From the symposium write-up below, extract the stretch from "On June 13, 2025, the" through "digital scholarship forward?", copying it word for word.

→ EXCERPTED PASSAGE
────────
On June 13, 2025, the Embedding Team hosted a hybrid symposium at Bobst Library at NYU to mark the culmination of our multi-year project focused on advancing the preservability of complex digital scholarship.

The symposium presented highlights from our research, featured perspectives from publisher and platform partners and debuted the updated version of the Guidelines for Preservability in New Forms of Scholarship. Also introduced was the Preservability Self-Assessment — a practical tool designed to help others embed preservability into their own digital scholarly projects. Attendees heard from others in the field who are tackling the challenges preserving complex, multi-modal digital scholarship. Together, we explored the question at the heart of this work: How can we move the preservability of digital scholarship forward?
The morning sessions included a statement of findings presented by Jonathan Greenberg, NYU Libraries; publisher experiences shared by Sara Jo Cohen, University of Michigan Press and Allison Levy, Brown University Digital Projects; an overview of updates made to the Guidelines for Preservability in New Forms of Scholarship and a demonstration of the Preservability Self-Assessment by Karen Hanson, Portico.
The afternoon sessions were designed to broaden the conversation beyond the scope of the project and began with a set of presentations from colleagues whose work is focused in a similar direction including: Gareth Cole and Holly Turpin spoke about preservability in the context of theses and dissertations (COPIM WP7); Alicia Wise introduced community efforts now underway to develop an EPUB/A standard; Janelle Jenstad talked about her work with colleagues building sustainable digital humanities projects (The Endings Project); Ilya Kremer of Webrecorder shared a new community-facing effort to build custom behaviors for preservability for their tool set; Lydia Gregg brought the history of art in medicine to life from the drawings of the founder of the program at Johns Hopkins School of Medicine through to the present day curriculum and the technology integral to sustaining this work that students learn to use from day one; and Chris Durlacher shared his film-maker and co-author perspective through his work on The Preservation of Knowledge in the Digital Age report. Following the presentations, attendees worked in small groups to explore the possibilities, opportunities, and challenges in the field; and imagine how we might collectively move preservability forward.
────────
→ INFORMATION
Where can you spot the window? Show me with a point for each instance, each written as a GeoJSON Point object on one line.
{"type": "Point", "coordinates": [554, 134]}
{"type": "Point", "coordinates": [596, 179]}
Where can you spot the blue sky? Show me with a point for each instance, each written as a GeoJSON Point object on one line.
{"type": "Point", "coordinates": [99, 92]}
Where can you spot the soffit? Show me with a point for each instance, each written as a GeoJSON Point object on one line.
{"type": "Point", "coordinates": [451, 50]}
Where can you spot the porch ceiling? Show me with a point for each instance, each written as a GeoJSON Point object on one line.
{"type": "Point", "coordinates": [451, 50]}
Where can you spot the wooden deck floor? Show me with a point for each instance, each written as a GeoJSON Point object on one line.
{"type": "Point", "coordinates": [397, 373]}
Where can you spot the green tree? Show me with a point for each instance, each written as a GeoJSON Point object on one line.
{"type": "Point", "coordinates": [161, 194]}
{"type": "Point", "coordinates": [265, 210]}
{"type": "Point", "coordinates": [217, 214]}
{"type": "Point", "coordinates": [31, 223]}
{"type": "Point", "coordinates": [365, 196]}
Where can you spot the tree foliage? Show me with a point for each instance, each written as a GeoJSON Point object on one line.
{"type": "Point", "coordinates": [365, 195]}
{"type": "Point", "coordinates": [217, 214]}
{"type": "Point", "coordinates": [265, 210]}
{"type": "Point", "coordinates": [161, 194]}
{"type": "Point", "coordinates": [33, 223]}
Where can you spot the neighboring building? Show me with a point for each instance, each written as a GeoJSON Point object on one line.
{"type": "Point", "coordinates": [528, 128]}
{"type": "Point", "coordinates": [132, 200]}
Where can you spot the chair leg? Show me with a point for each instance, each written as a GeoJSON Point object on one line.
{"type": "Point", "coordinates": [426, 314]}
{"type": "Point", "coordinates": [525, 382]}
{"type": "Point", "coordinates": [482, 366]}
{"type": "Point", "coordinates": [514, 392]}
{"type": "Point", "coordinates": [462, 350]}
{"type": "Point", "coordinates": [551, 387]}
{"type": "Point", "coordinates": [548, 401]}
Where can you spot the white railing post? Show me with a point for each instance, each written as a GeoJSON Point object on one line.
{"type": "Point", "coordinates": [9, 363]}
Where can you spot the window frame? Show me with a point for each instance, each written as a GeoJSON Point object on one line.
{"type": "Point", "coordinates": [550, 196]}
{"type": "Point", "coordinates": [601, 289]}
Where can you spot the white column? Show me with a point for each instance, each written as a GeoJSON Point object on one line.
────────
→ YOUR RESPONSE
On June 13, 2025, the Embedding Team hosted a hybrid symposium at Bobst Library at NYU to mark the culmination of our multi-year project focused on advancing the preservability of complex digital scholarship.

The symposium presented highlights from our research, featured perspectives from publisher and platform partners and debuted the updated version of the Guidelines for Preservability in New Forms of Scholarship. Also introduced was the Preservability Self-Assessment — a practical tool designed to help others embed preservability into their own digital scholarly projects. Attendees heard from others in the field who are tackling the challenges preserving complex, multi-modal digital scholarship. Together, we explored the question at the heart of this work: How can we move the preservability of digital scholarship forward?